> Requirements:
[1] Transcribe a passage from the blog post below. Begin at the words "6. Waver further" and stop after "like) out of me.".
[2] Answer these questions using the blog post below.
(a) What event was the writer coming home from on Friday?
(b) What did the writer go back out the door to get after spotting the cockroach in the kitchen?
(c) Until whose arrival did the writer consider hiding under the covers?

> Source document:
Sunday, 9 November 2008

The Ramblings of a Mad Woman

Fact 1. I am deathly afraid of cockroaches (and I mean deathly as is running, screaming, crying, doing myself and anyone or anything else an injury that gets in my way as I get out of the way of one) Seriously people – I am so scared of these things that typing the word “cockroach” gives me the shivers and I can’t even touch the picture of them on the side of the Moretein can.

Fact 2. I was probably not in a good place to deal with such a creature when I got home by myself to the dark, empty house on Friday after Isaac’s birthday dinner with a couple of different bags over my shoulders, a camera, a pregnant belly and nothing but sandals on my feet.

So in the back of my mind quite often when I come home by myself is “I really hope there’s not a cockroach tonight.” I was literally thinking this as I walked up the stairs to find one of the biggest ones I’ve ever seen sitting outside my door. The rest of the scene as follows:

1. I stand in the hallway for about 5 minutes going “Emma this is ridiculous, you’re about to be a mother just pick up a shoe and kill the damn thing.”
2. It crawls under the door, I start to waver in my resolve to deal with this, drop all my bags, camera etc, edge over to the door, open it and try and figure out where it’s gone.
3. Edge inside the door and see it on the floor in the kitchen.
4. Go back out the door to where I’ve dropped my stuff to get my work shoe.
5. Go back inside to find that I’ve lost visual contact.
6. Waver further in my resolve to deal with this.
7. Stand in the doorway and think to myself, “Go the bedroom, close the door and cower under the covers until Steve gets home, but no that won’t work, what if it comes in here and crawls on the bed – I’ll be trapped!” As I’m thinking this is crawls along the wall right at my level and scares the (insert whatever word you like) out of me.

> Record set:
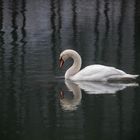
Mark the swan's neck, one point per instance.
(75, 67)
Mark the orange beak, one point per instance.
(61, 62)
(61, 95)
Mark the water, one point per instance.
(34, 102)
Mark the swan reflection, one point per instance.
(103, 87)
(68, 103)
(72, 103)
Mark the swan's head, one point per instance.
(67, 54)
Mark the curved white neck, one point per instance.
(75, 67)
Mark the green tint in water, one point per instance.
(34, 103)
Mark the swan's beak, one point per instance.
(61, 62)
(61, 95)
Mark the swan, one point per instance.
(92, 72)
(70, 104)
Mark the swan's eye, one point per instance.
(61, 62)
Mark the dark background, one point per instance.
(32, 35)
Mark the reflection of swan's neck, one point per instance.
(75, 67)
(71, 104)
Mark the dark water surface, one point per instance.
(32, 35)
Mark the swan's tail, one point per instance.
(130, 76)
(127, 78)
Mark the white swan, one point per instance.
(92, 72)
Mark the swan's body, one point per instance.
(92, 72)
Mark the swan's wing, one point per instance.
(96, 72)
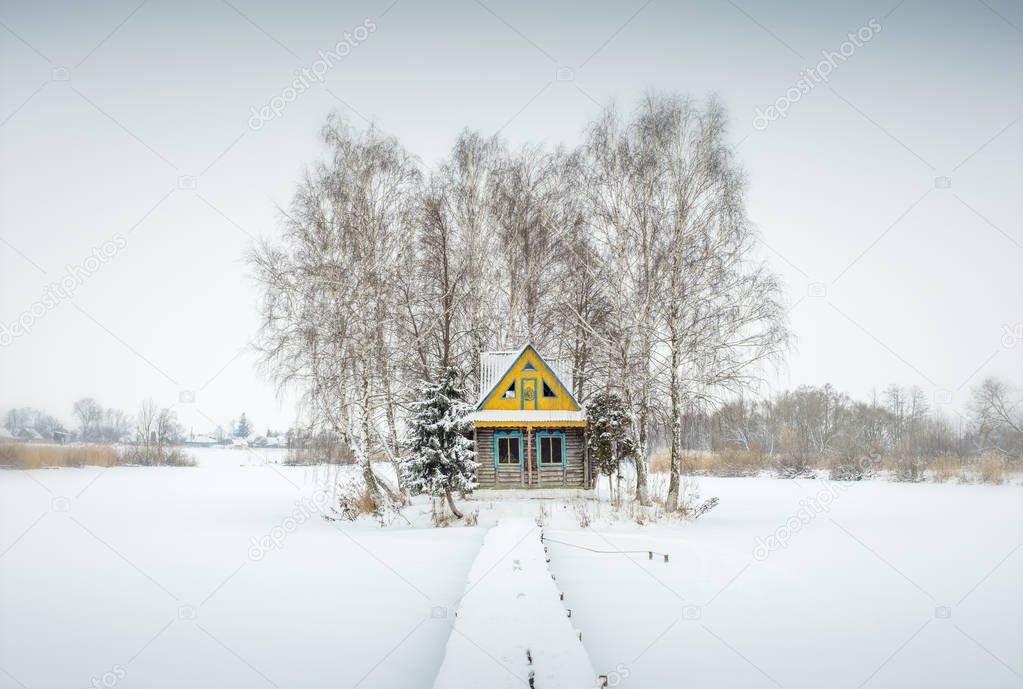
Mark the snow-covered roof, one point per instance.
(526, 416)
(493, 366)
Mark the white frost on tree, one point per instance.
(441, 458)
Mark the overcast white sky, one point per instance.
(107, 110)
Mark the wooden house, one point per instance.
(530, 431)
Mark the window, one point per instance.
(550, 449)
(507, 449)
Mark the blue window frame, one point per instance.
(550, 450)
(507, 448)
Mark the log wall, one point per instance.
(573, 474)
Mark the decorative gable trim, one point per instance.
(515, 361)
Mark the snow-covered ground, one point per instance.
(220, 576)
(224, 576)
(877, 585)
(512, 615)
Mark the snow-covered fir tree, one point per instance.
(610, 439)
(441, 457)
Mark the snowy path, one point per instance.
(512, 606)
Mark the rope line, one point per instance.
(605, 552)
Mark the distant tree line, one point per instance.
(808, 424)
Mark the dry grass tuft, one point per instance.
(945, 468)
(44, 456)
(991, 468)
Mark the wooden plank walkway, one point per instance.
(512, 630)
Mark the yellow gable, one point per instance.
(529, 384)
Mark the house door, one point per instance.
(528, 386)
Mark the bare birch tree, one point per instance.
(328, 283)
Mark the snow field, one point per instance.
(225, 576)
(868, 585)
(510, 625)
(220, 576)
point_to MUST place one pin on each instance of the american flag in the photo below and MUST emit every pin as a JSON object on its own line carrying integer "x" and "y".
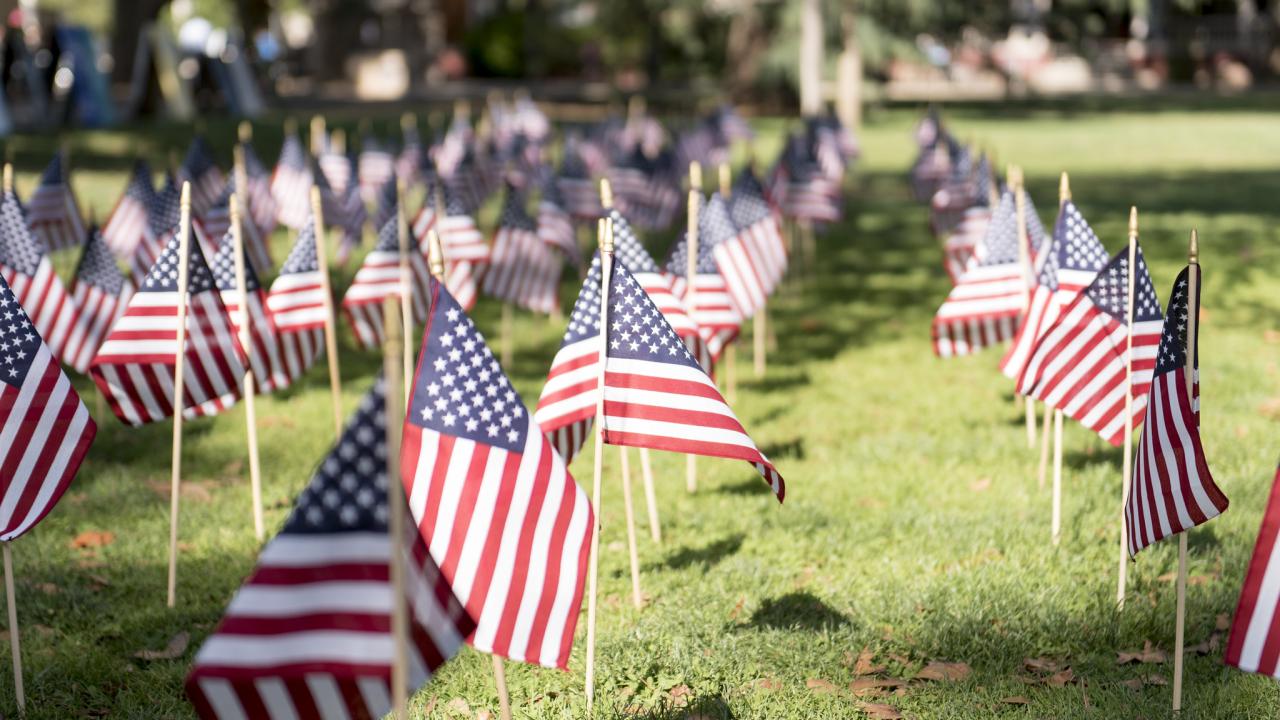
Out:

> The answers:
[1]
6. Waver further in my resolve to deal with this.
7. Stand in the doorway and think to myself, “Go the bedroom, close the door and cower under the covers until Steve gets home, but no that won’t work, what if it comes in here and crawls on the bed – I’ll be trapped!” As I’m thinking this is crawls along the wall right at my level and scares the (insert whatever word you like) out of me.

[2]
(a) Isaac's birthday dinner.
(b) A work shoe.
(c) Steve's.